+++ Input material

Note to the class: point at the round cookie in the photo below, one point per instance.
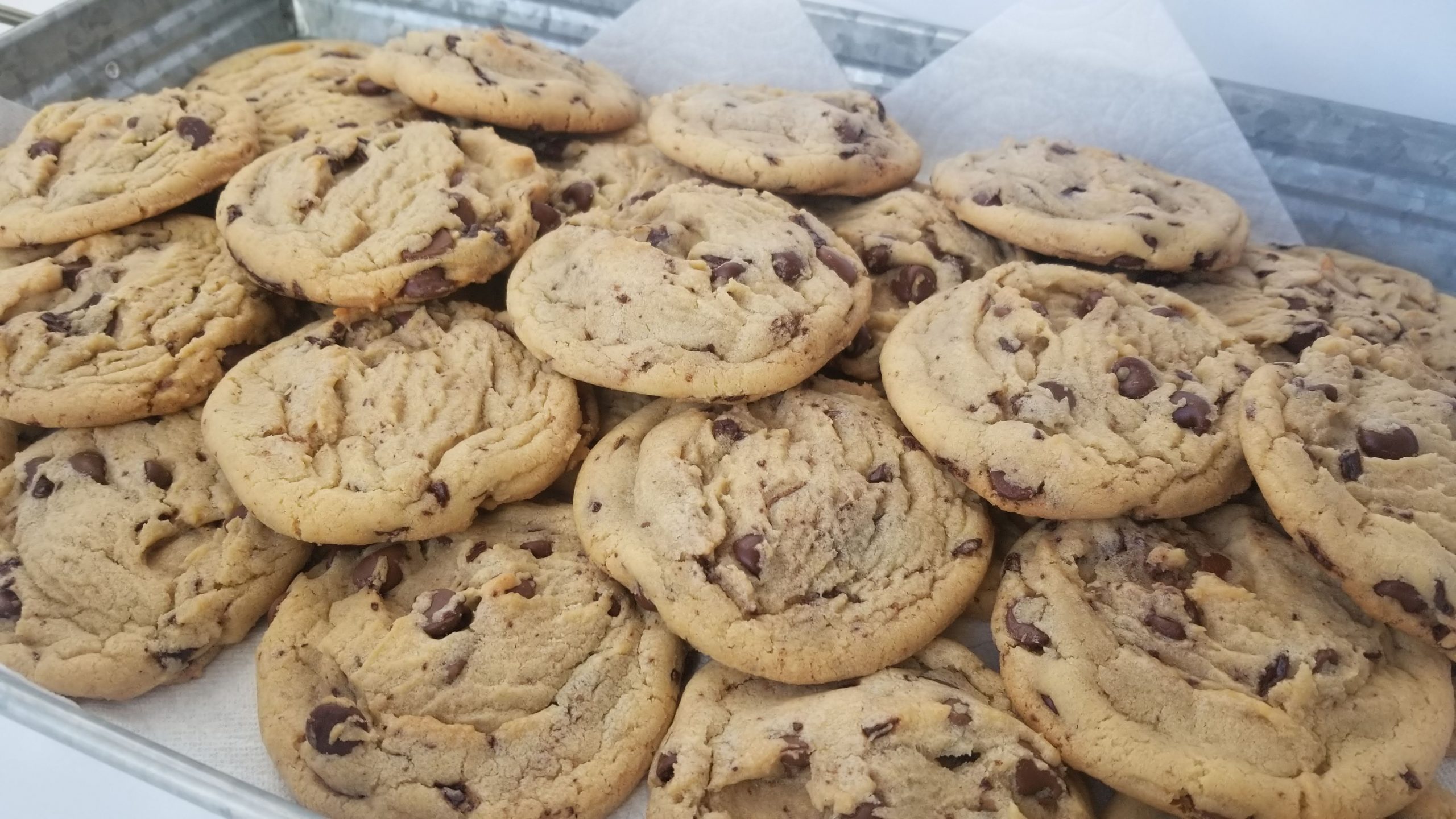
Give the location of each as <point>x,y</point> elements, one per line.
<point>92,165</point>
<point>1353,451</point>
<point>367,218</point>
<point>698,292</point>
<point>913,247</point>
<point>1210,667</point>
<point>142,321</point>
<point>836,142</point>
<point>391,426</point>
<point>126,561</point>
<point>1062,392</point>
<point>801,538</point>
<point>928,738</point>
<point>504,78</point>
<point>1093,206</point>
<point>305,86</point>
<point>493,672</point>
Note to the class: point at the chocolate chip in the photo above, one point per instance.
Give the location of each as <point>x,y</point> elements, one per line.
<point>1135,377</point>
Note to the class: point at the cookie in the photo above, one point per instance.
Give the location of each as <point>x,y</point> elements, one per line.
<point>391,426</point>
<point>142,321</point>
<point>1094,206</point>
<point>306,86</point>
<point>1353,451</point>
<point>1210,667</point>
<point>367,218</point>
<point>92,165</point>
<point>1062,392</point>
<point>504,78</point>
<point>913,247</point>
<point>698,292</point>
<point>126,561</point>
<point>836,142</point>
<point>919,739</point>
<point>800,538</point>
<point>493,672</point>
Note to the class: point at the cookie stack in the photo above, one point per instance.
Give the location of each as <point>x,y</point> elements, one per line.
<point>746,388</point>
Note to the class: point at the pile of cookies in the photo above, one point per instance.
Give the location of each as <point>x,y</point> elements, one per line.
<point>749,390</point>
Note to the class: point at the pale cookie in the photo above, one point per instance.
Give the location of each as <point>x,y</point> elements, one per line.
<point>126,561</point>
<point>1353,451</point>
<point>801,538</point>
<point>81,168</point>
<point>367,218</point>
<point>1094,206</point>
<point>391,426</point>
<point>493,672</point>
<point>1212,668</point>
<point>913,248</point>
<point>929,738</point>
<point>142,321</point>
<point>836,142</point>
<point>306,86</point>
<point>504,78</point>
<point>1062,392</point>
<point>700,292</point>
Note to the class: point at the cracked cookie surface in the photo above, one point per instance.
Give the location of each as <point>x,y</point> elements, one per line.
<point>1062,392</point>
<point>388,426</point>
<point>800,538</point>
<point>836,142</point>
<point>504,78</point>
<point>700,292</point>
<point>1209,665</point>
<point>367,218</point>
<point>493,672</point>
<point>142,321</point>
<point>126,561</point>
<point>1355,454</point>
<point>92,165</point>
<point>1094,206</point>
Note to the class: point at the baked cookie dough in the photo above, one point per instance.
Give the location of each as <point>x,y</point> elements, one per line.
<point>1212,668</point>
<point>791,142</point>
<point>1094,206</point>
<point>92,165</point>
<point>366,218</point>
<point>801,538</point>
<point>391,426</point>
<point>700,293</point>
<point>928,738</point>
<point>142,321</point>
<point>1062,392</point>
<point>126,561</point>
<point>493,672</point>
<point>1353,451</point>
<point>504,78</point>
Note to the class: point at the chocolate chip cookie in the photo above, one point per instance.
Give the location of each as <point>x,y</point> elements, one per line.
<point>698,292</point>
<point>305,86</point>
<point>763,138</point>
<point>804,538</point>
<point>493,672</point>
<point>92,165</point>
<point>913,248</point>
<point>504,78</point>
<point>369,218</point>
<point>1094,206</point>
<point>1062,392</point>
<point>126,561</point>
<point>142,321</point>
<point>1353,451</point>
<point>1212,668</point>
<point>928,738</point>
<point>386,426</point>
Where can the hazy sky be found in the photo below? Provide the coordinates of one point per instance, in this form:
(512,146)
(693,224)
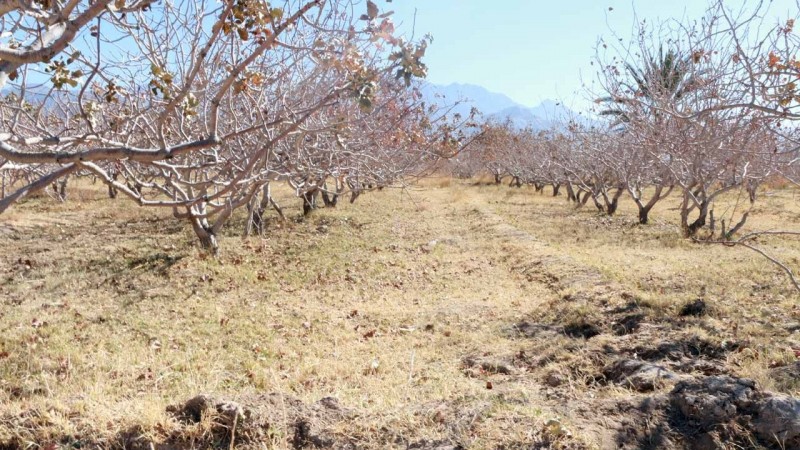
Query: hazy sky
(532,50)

++++++
+++ Input material

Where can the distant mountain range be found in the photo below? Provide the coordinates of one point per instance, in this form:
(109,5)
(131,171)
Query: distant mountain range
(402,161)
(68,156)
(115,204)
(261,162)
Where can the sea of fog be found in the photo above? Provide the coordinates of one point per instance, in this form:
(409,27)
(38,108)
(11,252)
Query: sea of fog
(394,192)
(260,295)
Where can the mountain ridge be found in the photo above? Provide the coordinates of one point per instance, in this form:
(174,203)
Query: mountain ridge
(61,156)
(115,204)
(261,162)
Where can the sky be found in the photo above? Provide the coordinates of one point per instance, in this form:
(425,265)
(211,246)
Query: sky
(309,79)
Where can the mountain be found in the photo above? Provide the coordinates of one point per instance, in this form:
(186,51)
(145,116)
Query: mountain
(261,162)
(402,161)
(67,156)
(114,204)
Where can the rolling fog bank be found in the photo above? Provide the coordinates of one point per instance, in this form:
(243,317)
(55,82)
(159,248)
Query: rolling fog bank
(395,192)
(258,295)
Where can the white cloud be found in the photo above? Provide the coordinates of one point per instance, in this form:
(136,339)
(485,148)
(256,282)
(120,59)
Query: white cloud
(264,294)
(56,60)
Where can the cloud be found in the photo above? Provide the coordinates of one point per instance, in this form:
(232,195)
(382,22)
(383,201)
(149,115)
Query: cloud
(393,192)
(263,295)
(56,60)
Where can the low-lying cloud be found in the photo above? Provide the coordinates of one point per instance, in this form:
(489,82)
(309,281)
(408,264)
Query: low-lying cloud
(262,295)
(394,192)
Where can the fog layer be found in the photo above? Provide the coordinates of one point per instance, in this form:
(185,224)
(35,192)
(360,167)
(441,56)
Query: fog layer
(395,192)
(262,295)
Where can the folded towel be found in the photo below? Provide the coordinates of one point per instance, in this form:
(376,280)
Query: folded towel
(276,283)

++++++

**Challenge**
Rewrite the lines of the material above as a JSON list of strings, one string per line. Start with the line that contains "Note to the class: point at the cookie stack" and go on through the line that contains "<point>746,388</point>", leaving out any blank lines.

**Completed task**
[
  "Note to the class: point at the cookie stack in the photo above, one point per instance.",
  "Give the location of each as <point>x,y</point> elements, one per line.",
  "<point>746,388</point>"
]